DESCRIPTION OF THE TASK | In the listing below, count the lines with "black" and report only the figure.

THE RECORDS |
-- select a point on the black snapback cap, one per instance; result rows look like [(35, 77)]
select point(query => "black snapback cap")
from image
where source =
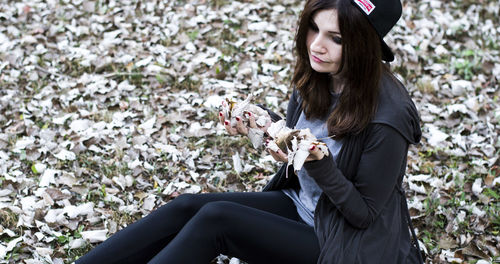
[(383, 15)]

==

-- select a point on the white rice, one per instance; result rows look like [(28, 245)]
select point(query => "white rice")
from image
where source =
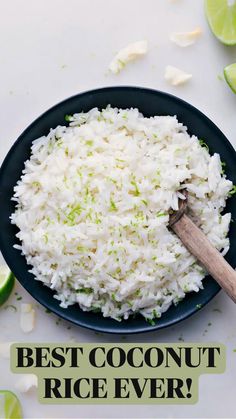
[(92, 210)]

---

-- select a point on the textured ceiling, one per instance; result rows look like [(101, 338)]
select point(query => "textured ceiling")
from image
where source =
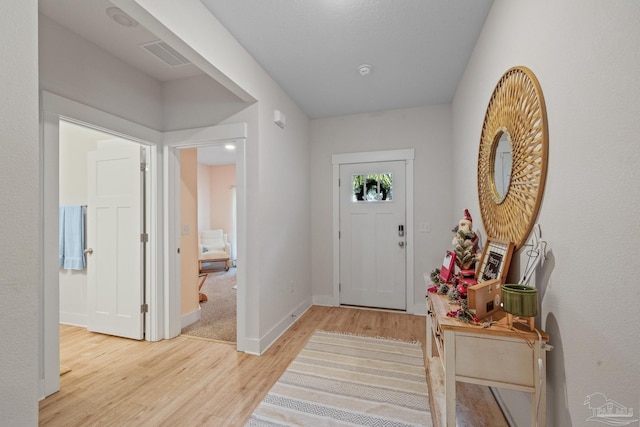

SOLUTION FOR THIS EXERCISE | 2